Exercise instructions: Copy out the entries word for word, starting at the line that contains "of the haze" and ending at the final line of the entries.

Data listing:
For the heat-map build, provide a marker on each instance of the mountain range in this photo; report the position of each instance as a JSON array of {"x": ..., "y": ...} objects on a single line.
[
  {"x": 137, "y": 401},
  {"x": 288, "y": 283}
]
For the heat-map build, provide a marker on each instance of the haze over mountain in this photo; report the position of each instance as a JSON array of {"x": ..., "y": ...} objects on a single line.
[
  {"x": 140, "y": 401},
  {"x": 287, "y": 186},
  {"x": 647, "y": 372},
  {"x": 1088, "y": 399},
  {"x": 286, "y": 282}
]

Expected answer:
For the heat-map build, provide a marker on each instance of the haze over mountain in this photo; report the position of each instance as a JSON array of {"x": ..., "y": ...} objects on a single line.
[
  {"x": 140, "y": 401},
  {"x": 287, "y": 186},
  {"x": 647, "y": 372},
  {"x": 1088, "y": 399},
  {"x": 286, "y": 282}
]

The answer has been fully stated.